What this task involves
Where "table" occurs in a line of the entries below, copy that line.

BEGIN Exercise data

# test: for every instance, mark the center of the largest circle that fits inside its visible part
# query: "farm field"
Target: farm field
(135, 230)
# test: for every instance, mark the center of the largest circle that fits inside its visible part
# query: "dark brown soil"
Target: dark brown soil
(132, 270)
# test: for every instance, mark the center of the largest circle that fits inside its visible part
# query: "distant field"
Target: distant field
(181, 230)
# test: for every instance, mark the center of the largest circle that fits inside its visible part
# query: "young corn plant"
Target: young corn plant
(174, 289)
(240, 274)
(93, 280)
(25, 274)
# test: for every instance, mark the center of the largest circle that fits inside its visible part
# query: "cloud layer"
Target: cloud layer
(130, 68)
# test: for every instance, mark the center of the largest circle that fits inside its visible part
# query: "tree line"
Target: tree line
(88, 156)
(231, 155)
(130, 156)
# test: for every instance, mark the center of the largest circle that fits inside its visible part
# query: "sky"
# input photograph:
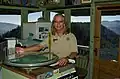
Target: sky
(16, 19)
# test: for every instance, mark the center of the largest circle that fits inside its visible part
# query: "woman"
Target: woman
(63, 43)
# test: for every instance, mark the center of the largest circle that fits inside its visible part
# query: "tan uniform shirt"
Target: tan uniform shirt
(62, 46)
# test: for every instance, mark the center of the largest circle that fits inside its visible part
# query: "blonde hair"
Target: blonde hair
(53, 28)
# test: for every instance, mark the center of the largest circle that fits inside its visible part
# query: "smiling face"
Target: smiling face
(59, 24)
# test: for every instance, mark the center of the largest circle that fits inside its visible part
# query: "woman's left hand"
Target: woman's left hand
(63, 61)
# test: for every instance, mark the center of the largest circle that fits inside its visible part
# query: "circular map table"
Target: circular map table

END Exercise data

Result
# query: "circular map table"
Target: circular map table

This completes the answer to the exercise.